(Entries from a dataset)
◇ ◇ ◇ ◇ ◇ ◇ ◇

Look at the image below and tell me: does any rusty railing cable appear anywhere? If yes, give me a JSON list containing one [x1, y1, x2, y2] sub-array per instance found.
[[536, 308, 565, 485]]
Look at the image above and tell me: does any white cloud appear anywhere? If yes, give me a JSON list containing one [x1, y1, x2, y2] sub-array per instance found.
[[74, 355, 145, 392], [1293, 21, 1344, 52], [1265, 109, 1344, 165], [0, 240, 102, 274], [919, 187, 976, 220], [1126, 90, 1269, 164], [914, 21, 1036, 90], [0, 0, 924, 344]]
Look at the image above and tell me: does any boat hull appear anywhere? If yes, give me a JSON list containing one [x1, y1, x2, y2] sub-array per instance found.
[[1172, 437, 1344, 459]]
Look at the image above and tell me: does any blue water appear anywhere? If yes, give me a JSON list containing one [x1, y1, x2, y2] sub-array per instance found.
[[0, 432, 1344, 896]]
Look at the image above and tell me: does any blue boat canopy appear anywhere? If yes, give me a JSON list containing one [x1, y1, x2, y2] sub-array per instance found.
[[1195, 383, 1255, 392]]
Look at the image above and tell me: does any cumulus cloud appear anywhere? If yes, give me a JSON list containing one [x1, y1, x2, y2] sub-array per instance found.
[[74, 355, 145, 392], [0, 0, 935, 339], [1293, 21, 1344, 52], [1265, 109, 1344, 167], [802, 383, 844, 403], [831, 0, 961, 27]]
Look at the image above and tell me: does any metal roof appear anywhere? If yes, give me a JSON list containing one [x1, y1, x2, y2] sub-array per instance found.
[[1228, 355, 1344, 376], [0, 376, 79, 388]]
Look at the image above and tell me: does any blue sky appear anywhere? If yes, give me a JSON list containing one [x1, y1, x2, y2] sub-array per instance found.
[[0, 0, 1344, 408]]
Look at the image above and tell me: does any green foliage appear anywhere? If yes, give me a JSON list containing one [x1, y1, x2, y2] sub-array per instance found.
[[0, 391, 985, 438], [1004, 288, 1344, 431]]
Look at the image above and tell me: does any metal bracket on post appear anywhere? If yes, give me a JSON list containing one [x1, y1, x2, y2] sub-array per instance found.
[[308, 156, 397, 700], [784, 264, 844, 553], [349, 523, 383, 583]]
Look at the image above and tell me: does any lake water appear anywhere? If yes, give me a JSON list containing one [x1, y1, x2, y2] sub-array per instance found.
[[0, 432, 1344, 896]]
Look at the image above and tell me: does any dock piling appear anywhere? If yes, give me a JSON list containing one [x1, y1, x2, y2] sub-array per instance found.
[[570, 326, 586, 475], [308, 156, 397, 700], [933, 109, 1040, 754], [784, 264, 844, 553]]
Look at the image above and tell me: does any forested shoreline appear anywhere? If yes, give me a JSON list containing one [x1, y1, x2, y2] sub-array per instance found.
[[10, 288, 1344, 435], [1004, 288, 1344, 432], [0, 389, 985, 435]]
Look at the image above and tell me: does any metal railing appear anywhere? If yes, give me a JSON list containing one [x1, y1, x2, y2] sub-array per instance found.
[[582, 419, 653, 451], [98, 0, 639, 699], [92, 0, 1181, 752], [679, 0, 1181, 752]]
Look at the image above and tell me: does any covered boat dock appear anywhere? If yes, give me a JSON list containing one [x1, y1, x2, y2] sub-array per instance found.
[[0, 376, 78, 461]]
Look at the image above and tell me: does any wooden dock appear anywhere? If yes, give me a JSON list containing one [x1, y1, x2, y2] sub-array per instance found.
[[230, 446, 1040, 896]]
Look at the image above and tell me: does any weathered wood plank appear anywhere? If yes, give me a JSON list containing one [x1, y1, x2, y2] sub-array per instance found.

◇ ◇ ◇ ◇ ◇ ◇ ◇

How many lines of the material contain the word "cloud"? Reply with the number only.

2